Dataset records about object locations
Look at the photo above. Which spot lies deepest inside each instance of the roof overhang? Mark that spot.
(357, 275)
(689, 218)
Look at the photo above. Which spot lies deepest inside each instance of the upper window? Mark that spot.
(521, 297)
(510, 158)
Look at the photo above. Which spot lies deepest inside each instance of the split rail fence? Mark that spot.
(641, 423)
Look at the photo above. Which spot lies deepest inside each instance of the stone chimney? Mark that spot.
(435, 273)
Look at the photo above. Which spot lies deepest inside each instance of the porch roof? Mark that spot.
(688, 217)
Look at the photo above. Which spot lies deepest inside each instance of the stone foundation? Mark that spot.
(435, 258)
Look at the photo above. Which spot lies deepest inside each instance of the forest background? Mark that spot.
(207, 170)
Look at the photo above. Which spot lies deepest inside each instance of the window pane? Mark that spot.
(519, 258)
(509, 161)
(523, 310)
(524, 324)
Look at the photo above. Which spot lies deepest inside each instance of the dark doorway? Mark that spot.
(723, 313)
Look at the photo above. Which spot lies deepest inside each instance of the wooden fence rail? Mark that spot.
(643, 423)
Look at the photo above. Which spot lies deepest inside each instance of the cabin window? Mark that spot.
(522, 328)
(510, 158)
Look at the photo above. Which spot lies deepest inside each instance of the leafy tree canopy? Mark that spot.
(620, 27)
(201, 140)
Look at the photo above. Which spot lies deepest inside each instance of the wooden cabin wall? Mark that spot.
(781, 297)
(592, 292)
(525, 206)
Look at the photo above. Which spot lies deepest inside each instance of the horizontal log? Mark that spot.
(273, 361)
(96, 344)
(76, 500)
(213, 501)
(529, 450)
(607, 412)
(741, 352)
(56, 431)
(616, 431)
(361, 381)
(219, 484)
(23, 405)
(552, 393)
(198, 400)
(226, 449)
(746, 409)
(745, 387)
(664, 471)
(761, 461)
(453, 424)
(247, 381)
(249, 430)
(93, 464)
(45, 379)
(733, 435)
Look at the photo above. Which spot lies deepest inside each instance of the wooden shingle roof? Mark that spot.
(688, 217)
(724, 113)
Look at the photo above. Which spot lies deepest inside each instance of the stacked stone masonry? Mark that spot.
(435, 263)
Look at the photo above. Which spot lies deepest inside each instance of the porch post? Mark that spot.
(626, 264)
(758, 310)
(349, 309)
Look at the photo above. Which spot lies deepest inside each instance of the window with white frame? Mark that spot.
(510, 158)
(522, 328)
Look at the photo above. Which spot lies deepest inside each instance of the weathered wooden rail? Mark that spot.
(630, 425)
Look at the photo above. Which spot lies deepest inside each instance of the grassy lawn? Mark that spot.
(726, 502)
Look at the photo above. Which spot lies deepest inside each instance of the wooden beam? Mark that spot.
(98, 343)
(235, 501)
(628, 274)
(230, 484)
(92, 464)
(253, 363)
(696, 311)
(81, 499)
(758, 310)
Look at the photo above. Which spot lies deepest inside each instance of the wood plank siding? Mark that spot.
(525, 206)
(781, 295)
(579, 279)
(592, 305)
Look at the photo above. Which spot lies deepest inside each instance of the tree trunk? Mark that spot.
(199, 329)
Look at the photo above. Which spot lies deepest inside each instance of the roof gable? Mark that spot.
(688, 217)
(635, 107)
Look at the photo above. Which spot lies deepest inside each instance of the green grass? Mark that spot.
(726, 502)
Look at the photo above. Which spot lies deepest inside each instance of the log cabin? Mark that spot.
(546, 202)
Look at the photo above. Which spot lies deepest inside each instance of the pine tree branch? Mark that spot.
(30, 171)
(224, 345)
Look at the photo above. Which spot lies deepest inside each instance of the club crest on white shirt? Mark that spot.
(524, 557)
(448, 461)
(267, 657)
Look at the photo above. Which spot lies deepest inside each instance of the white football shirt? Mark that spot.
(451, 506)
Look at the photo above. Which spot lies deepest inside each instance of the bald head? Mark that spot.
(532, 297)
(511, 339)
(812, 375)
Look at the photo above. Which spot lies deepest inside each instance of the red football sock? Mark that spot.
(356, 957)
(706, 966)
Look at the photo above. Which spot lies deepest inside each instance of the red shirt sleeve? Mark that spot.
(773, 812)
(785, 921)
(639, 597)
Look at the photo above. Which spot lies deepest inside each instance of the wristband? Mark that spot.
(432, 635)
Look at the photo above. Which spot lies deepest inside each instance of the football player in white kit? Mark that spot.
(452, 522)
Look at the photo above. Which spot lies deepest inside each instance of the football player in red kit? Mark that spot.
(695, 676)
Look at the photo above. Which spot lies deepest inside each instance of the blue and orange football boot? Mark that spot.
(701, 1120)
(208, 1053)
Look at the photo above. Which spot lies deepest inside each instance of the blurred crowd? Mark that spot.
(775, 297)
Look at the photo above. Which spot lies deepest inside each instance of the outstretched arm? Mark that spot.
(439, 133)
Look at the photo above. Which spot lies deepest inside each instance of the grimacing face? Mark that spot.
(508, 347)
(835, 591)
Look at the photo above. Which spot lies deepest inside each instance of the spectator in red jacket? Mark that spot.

# [Problem to work on]
From the first line to the last, retype the data exactly.

# [Final result]
Look at the photo above. Which spot lies deepest inside each instance of the roof overhang? Mark that spot.
(357, 275)
(689, 218)
Look at the photo above. Which spot lies deepest inside each instance of the upper window? Mark that spot.
(521, 297)
(510, 158)
Look at the photo above. Which spot lies deepest inside each instance of the split rail fence? Mark that spot.
(641, 423)
Look at the photo above. Which spot lies deepest inside each instance of the stone chimney? Mark that spot.
(435, 273)
Look at the photo above. Which spot lies deepest inside each instance of the porch roof? Mark that spot.
(688, 217)
Look at the photo above. Which spot lies deepest inside each instance of the stone foundation? Mark that spot.
(435, 258)
Look at the photo above. Which spot lies deepest inside each instance of the forest background? Mark that spot.
(207, 170)
Look at the photo above. Which spot lies deepest inside each instance of the window pane? Mark that spot.
(519, 258)
(509, 161)
(523, 310)
(524, 324)
Look at the photo above. Which spot lies deepest inside each instance of the dark doorway? Mark that spot.
(723, 313)
Look at the photo above. Which spot lies deepest inside each instance of the wooden fence rail? Mark that spot.
(643, 423)
Look at the photo above. Which spot lies deepest inside each instance of the cabin window? Mark that spot.
(522, 328)
(510, 158)
Look at the photo above. Which spot lies deepest inside each instance of the leafy tree canopy? Mark that spot.
(620, 27)
(201, 140)
Look at the photo above. Which spot lies deepest inside each instance of the wooden cabin wall? Mark that spot.
(781, 297)
(592, 292)
(525, 206)
Look at the photo above. Which spot lies deepest inside each instance of the horizontal log? Mark that spot.
(273, 361)
(96, 344)
(76, 500)
(213, 501)
(529, 450)
(607, 412)
(741, 352)
(56, 431)
(616, 431)
(361, 381)
(219, 484)
(23, 405)
(552, 393)
(198, 400)
(226, 449)
(746, 409)
(745, 387)
(664, 471)
(761, 461)
(453, 424)
(247, 381)
(249, 430)
(93, 464)
(45, 379)
(733, 435)
Look at the photo above. Which spot lies deepest inside each instance of the wooden shingle roof? Mark that spot.
(688, 217)
(724, 113)
Look at the photo above. Which spot lies deepest inside each instance of the stacked stone masonry? Mark that spot.
(435, 263)
Look at the photo above. Which spot lies deepest inside each instance of the porch post? Mark that spot.
(626, 264)
(758, 310)
(349, 309)
Look at the photo above. Which spot lies deepest inside each instance of the window with white frame? Mark that spot.
(510, 158)
(522, 328)
Look at the photo above. Which spot lies deepest inside each instance of the weathered wooden rail? Mark that spot.
(630, 425)
Look at the photo above. Which spot lies deepest inside each instance of the grassy lawn? Mark that spot.
(726, 502)
Look at the photo above. Which spot lies deepest inside each instance of the wooden beam? Mark that spot.
(98, 343)
(235, 501)
(628, 274)
(230, 484)
(92, 464)
(253, 363)
(696, 311)
(81, 499)
(758, 310)
Look at the photo above. Which spot lies deepest inside each instance of the wood plank siding? Mark that spot.
(525, 206)
(781, 295)
(579, 279)
(592, 305)
Look at the photo above. Which spot lies deepest inside each instance of the tree trunk? Mark that spot.
(199, 329)
Look at the photo above. Which spot lies deepest inside each instance of the roof gable? Mark that spot.
(688, 217)
(635, 107)
Look at the photo above. Which spot lies deepest inside each instance of the green grass? Mark that spot.
(726, 502)
Look at the photo above. Which spot lies deepest inside each instance of the log cabin? Mark that spot.
(546, 202)
Look at the photo above. Which spot lies deepest inside each instance of the pine tree branch? Mark that spot.
(30, 171)
(224, 345)
Look at the photo above. Which spot lies deepest inside each instance of the club crest on white shirt? Mark that spot.
(524, 557)
(448, 461)
(267, 657)
Look at the photo above. Which spot lies deepest inside each instance of the white football shirt? Mark that spot.
(451, 506)
Look at the photo above. Which spot lies deepest inside each instance of the bald head? Mark that spot.
(532, 297)
(511, 339)
(812, 375)
Look at the photo above. Which spot lies deepest inside each instance of the red football sock? Mark that spot.
(356, 957)
(706, 966)
Look at the photo above. Which spot lies deepest inside each instance of the red shirt sleeve? Mark that spot.
(773, 812)
(785, 921)
(639, 597)
Look at the photo above. Which spot lies deepest inside each instance of the wristband? Mark that spot.
(432, 635)
Look at the photo above. Which spot lies deepest inside each instance of the football player in white kit? Mark that spot.
(452, 522)
Look at the photo above. Which spot lies deepest inside each instance of the football player in red kit? Mark that spot.
(695, 676)
Look at the photo above. Which spot lies deepest inside each instance of the blue and orange football boot? Mark that spot.
(701, 1120)
(208, 1053)
Look at the photo above. Which spot lies deepest inside each instance of the blurred crowd? Mark that spot.
(775, 297)
Look at the photo above. Which spot lies deepest inside each instance of the outstretched arm? Mark that spot.
(439, 133)
Look at the photo above. Which spot lies deepest inside each instance of the grimacing face? Mark that spot.
(508, 347)
(835, 591)
Look at the photo above. Which spot lies deepest inside each instance of the spectator in red jacket? Mark that spot.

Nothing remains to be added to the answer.